____ EXERCISE MATERIAL

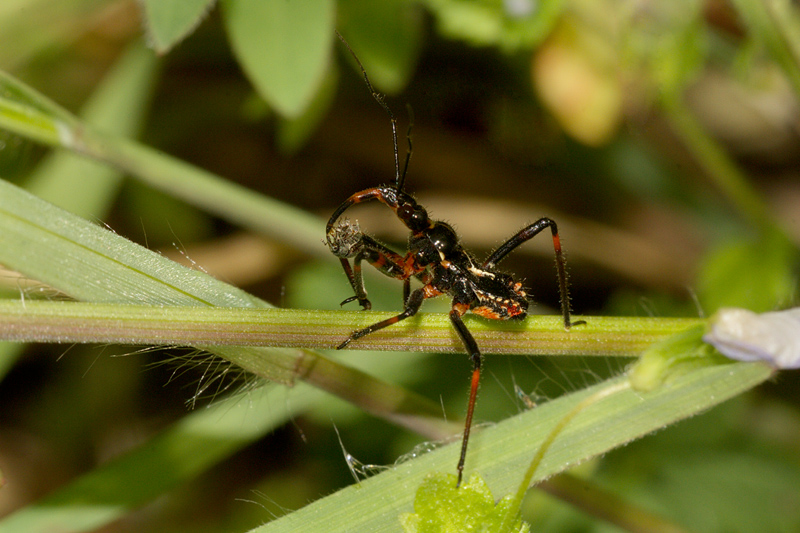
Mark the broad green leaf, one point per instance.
(283, 47)
(441, 507)
(32, 27)
(293, 132)
(759, 275)
(169, 21)
(27, 113)
(386, 38)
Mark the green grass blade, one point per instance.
(85, 187)
(43, 321)
(502, 452)
(25, 112)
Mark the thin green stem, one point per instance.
(79, 322)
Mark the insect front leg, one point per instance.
(526, 234)
(412, 305)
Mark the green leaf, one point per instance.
(759, 275)
(86, 187)
(386, 37)
(501, 453)
(508, 25)
(283, 46)
(169, 21)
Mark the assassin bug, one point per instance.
(436, 258)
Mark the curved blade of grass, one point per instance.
(85, 187)
(283, 47)
(93, 264)
(25, 112)
(74, 322)
(500, 453)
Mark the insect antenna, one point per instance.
(399, 178)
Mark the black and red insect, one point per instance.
(436, 258)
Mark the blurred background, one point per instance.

________

*STATED PROBLEM*
Rewrite all the rows above, replacing every "insect" with "bug" and changing nothing else. Leave the pictures out.

*COMPLETED EXERCISE*
Mark the broad green leaf, one point per instance.
(283, 47)
(441, 507)
(32, 27)
(293, 132)
(759, 275)
(169, 21)
(27, 113)
(386, 38)
Mark the green grass blade, one point per instance.
(85, 187)
(43, 321)
(502, 452)
(25, 112)
Mark the thin green stem, one point per instance.
(79, 322)
Mark the bug front leg, one point per instance.
(526, 234)
(412, 305)
Mark the green leaf, one point per instance.
(759, 275)
(86, 187)
(386, 37)
(501, 453)
(508, 25)
(283, 46)
(169, 21)
Mark the assassin bug, one point per instance.
(436, 258)
Mark the curved blade of grass, one point per instance.
(85, 187)
(283, 47)
(93, 264)
(25, 112)
(74, 322)
(500, 453)
Mark the bug antenna, one point per instance.
(399, 178)
Mark the black and red bug, one point per instance.
(436, 258)
Mark the blurred background, one point per instance.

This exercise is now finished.